Goal of the exercise: Print all the data below exactly, without images.

Extracted material:
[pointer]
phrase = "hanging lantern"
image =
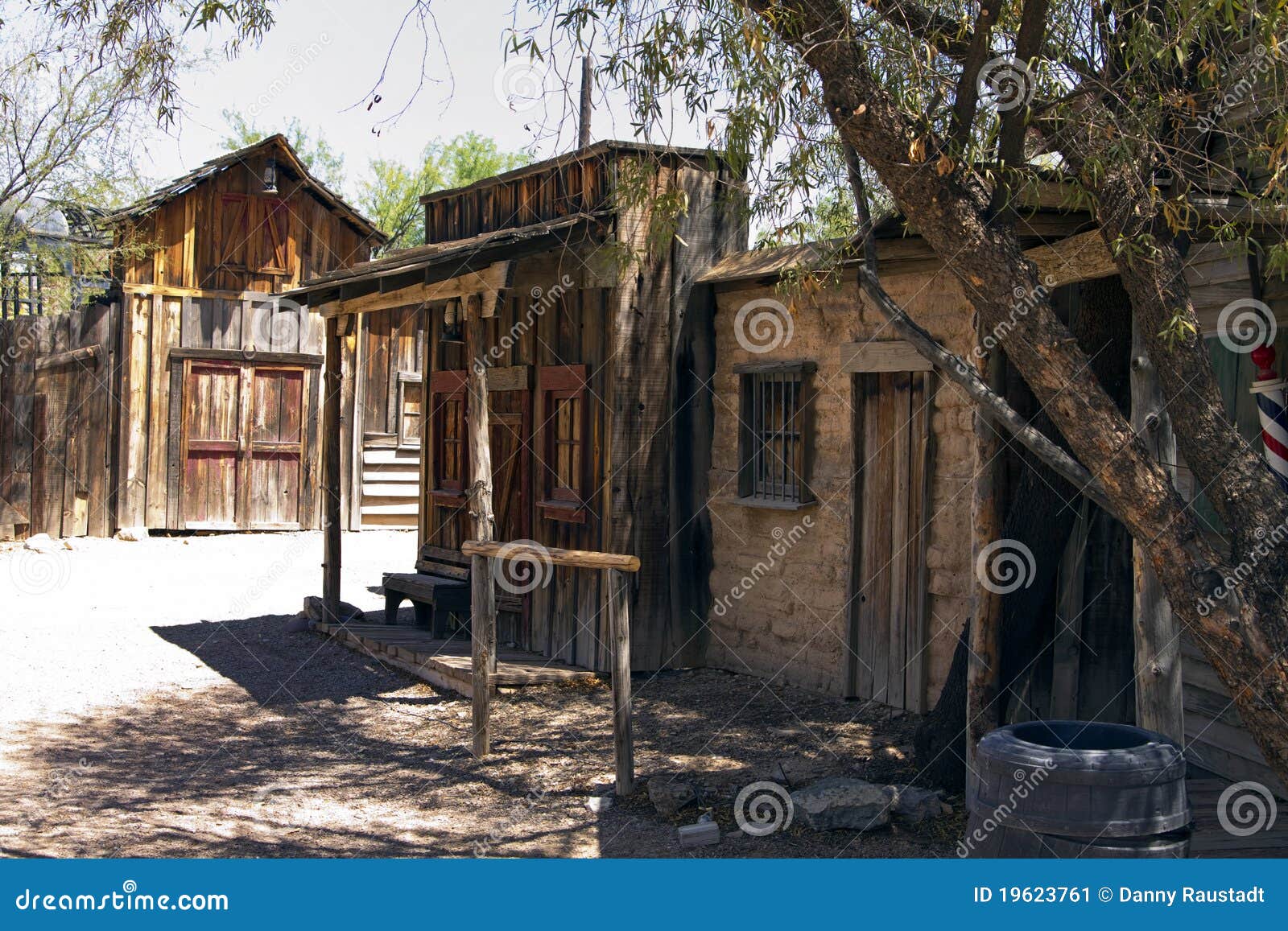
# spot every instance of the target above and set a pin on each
(452, 322)
(1269, 389)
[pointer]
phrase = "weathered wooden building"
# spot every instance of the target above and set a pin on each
(219, 375)
(585, 300)
(840, 476)
(188, 397)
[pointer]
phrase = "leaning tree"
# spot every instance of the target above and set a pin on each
(1165, 119)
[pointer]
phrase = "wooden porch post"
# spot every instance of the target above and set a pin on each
(482, 590)
(332, 473)
(1158, 643)
(983, 669)
(624, 744)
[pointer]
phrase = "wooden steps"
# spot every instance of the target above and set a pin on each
(390, 487)
(448, 663)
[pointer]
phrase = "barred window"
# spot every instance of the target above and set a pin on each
(774, 444)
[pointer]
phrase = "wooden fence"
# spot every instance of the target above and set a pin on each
(57, 415)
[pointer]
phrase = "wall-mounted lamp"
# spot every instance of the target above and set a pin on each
(452, 322)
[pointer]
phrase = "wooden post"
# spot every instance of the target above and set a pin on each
(332, 474)
(482, 590)
(1158, 641)
(985, 666)
(624, 744)
(588, 84)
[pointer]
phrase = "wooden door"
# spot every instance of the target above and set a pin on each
(213, 414)
(888, 576)
(275, 450)
(244, 446)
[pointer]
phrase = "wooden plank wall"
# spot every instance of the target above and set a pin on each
(56, 422)
(564, 618)
(206, 238)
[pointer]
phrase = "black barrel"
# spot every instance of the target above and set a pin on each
(1077, 789)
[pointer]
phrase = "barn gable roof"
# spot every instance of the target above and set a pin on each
(212, 167)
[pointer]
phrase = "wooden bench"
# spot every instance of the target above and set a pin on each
(433, 598)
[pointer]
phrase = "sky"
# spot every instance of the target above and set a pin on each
(322, 58)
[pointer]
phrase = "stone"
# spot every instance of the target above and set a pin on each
(701, 834)
(669, 795)
(914, 805)
(313, 611)
(43, 542)
(839, 802)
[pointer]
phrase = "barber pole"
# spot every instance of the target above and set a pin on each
(1269, 389)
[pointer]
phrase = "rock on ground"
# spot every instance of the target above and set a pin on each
(839, 802)
(669, 793)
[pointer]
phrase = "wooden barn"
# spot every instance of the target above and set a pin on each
(186, 399)
(584, 339)
(840, 476)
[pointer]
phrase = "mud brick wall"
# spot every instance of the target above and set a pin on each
(791, 622)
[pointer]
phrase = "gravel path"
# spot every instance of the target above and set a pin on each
(155, 705)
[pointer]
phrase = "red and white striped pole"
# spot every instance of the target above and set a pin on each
(1269, 389)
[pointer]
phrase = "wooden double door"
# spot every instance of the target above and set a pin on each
(510, 435)
(246, 446)
(892, 509)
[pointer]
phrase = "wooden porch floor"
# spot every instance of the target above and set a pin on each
(446, 663)
(1211, 840)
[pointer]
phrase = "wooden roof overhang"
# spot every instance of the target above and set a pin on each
(481, 266)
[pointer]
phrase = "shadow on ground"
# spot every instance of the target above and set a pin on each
(307, 748)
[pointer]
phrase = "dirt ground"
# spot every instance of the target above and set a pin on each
(155, 705)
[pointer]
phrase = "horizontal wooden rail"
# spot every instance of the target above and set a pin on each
(83, 354)
(583, 559)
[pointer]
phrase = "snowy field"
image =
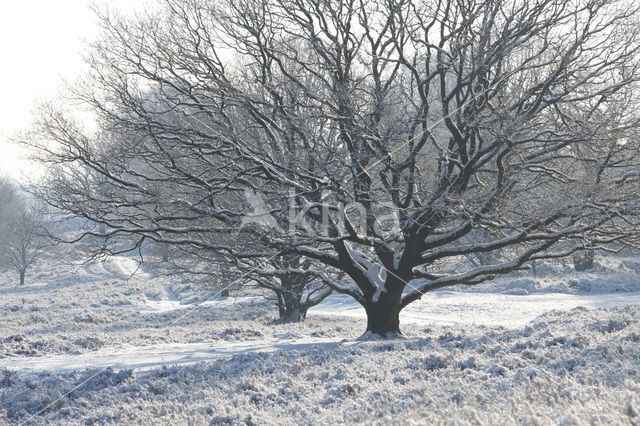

Response for this exercise:
[pointer]
phrase = "hanging lantern"
image =
# spot every instance of the target above and set a pin on each
(452, 322)
(1269, 389)
[pointer]
phrase = "weathered wooden building"
# spot every instance of the target above and set a pin on each
(219, 375)
(585, 300)
(840, 476)
(188, 397)
[pointer]
phrase = "leaning tree"
# spot every instance of the target above and set a pin on each
(1165, 119)
[pointer]
phrase = "wooden porch post"
# spot every instance of the target above and set a pin on each
(482, 590)
(332, 473)
(1158, 643)
(983, 669)
(624, 744)
[pointer]
phrase = "wooden steps"
# spot every instance of the target above and set a pin on each
(390, 487)
(448, 663)
[pointer]
phrase = "barred window"
# spot every instance of the target above and set a pin on each
(774, 444)
[pointer]
phrase = "wooden fence"
# spot every instance of the target above and set a pin on each
(57, 415)
[pointer]
phrase = "wall-mounted lamp"
# spot every instance of the target above and set a pin on each
(452, 322)
[pointer]
phrase = "wooden post"
# spot every instance of the target above and set a pin on each
(332, 474)
(482, 590)
(1158, 641)
(985, 666)
(624, 744)
(588, 84)
[pointer]
phrase = "wooden door"
# spot every instance of the target above and set a pin on each
(213, 414)
(888, 576)
(275, 450)
(244, 446)
[pointer]
phrase = "wooden plank wall"
# spot every instance of the target above and set a pin on each
(56, 422)
(564, 618)
(206, 238)
[pointer]
phrase = "black barrel"
# spot every instance of the target above and set a pin on each
(1077, 789)
[pointer]
phrase = "barn gable roof"
# spot every instance of the target above and set a pin on each
(212, 167)
[pointer]
phrase = "wooden bench"
# spot every instance of the target above and set a pin on each
(433, 598)
[pointer]
phrase = "sky"
# spot every instance of the target above and set a pin on each
(322, 58)
[pointer]
phrase = "stone"
# spot every instance of the target above and set a pin on each
(701, 834)
(669, 795)
(914, 805)
(313, 611)
(43, 542)
(839, 802)
[pointer]
phrase = "barber pole"
# spot every instance of the target above and set a pin on each
(1269, 389)
[pointer]
phrase = "rock on ground"
# spot every instance of the target above and set a pin on each
(839, 802)
(669, 793)
[pointer]
phrase = "wooden barn"
# spot every instance of the target above and set a pin on each
(186, 399)
(584, 339)
(840, 476)
[pointer]
phrase = "mud brick wall"
# spot every instance of the target above and set a pin on each
(791, 622)
[pointer]
phrase = "gravel path"
# spot every instance of the target above and set a pin on each
(155, 705)
[pointer]
phrase = "red and white striped pole"
# spot every instance of the target above and set a pin on each
(1269, 389)
[pointer]
phrase = "wooden double door"
# spot every instance of the target above and set a pin on each
(510, 435)
(246, 446)
(892, 509)
[pointer]
phrase = "wooden porch floor"
# spot every instance of the target above and set a pin on each
(446, 663)
(1211, 840)
[pointer]
phrase = "wooden roof overhang"
# spot every instance of the target above and set a pin on each
(481, 266)
[pointer]
phrase = "shadow on ground"
# spot every instance of the target above and set a pin on each
(307, 748)
[pointer]
phrase = "dirt ground"
# spot every instance of the target above and set a pin on each
(155, 705)
[pointer]
phrase = "horizontal wooden rail"
# spot every instance of the target above and set a pin on each
(83, 354)
(583, 559)
[pointer]
phrase = "snowy field"
image =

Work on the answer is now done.